**Work to do**
(a) According to the summary on temporary agency work in Finland, roughly how many temporary agency firms were operating in the country in 1999?
(b) Pick up the summary on temporary agency work in Finland after its last sentence and extend it in the same formal register.

**Supplied passage**
·····

Temporary Agency Work in Finland
Executive summary
In recent years temporary agency work (TAW) has rapidly been expanding in Finland. This has shown both in the increase of the number of temporary agency workers1 and of the number of user firms as well as in the growth of industry’s business turnover2.
Reliance on temporary agency work in Finland is still quite modest. In 1999 the share of temporary agency workers of all labour force in Finland was around 1.2 per cent, i.e. around 31 200 workers, whereas the corresponding share in Europe was on average 2.5 per cent. Around 15 000 of these workers had temporary agency work as their major source of living. The number of temporary agency firms was around 170, of which nearly half operated in the entertainment industry. The business turnover of the whole industry in 1999 was around 1.08 billion FIM. In addition to hiring labour, some Finnish temporary agencies have broadened their scope of operation to include other services as well (e.g. recruitment, outsourcing).
Use of temporary agency work in Finland is concentrated in services, clerical work, and industry (including transport). Service sector is by far the biggest user of temporary agency work: over sixty per cent of all temporary agency workers work in the service sector.
In Finland temporary agency employment relationships are predominantly fixed-term contracts. By the Finnish law, an employment relationship in temporary agency work is established between an employee and a firm that acts as a temporary work agency. Another kind of contractual relation is set up between the temporary work agency and the user-enterprise, who hires a temporary agency employee. A temporary work agency pays wages and social security contributions, and bears the primary employer responsibility as regards tort liability and occupational safety. As far as occupational safety is concerned, a user firm is also partly responsible.

·····

**Dataset entries**

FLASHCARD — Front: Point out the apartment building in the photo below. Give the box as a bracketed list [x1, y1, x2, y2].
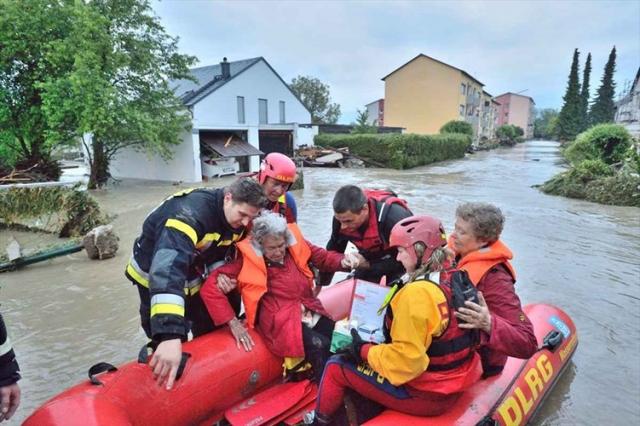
[382, 54, 484, 140]
[495, 92, 536, 139]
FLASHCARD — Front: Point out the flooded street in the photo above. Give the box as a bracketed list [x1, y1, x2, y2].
[0, 141, 640, 425]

·····

**Expected responses**
(a) Around 170.

(b)
Typical motives for doing temporary agency work are need for change, using temporary agency work as a stepping stone to a permanent employment relationship, earning extra income, and unemployment. Workers regard as the greatest disadvantage connected to temporary agency work job insecurity, in particular economic insecurity and, thereby, difficulties to plan one’s own economy. Another disadvantage is that temporary agency workers are not in as good position as permanent workers regarding statutory social security, although their social security has improved with legislative changes.
For user firms the most common reasons for using temporary agency work are easing workload, using temporary agency workers as vacation substitutes, and using hires as a way to recruit permanent workers.
There is relatively little specific legislation regulating use of temporary agency work in Finland. In 1994 use of temporary agency work was deregulated so that it was no longer a subject to a licence. Collective bargaining also plays a role in the overall regulation of temporary agency work in Finland. A general agreement (1997) exists between The Confederation of Finnish Industry and Employers (TT) and The Central Organisation of Finnish Trade Unions (SAK) about the conditions of temporary agency employment relationships and their use.
According to the new Employment Contracts Act (which enters into force 1.6.2001), the conditions of temporary agency workers are safeguarded so that they are defined on the same basis as those for permanent workers in the user enterprise. In other words the temporary work agency is obliged to apply to temporary agency workers the same collective agreement as the user enterprise applies to its workers. The new law defines one exception: if a special collective agreement exists on temporary agency work, then the temporary agency firm is obliged to apply that collective agreement. However, no collective agreements on TAW exist except one minor branch level agreement and some undertaking level agreements between some unions and the temporary work agency in question.
1 Annual growth rate of those having temporary agency work as their major source of living has been around 15 per cent.
2 Annual growth rate of business turnover has been around ten per cent.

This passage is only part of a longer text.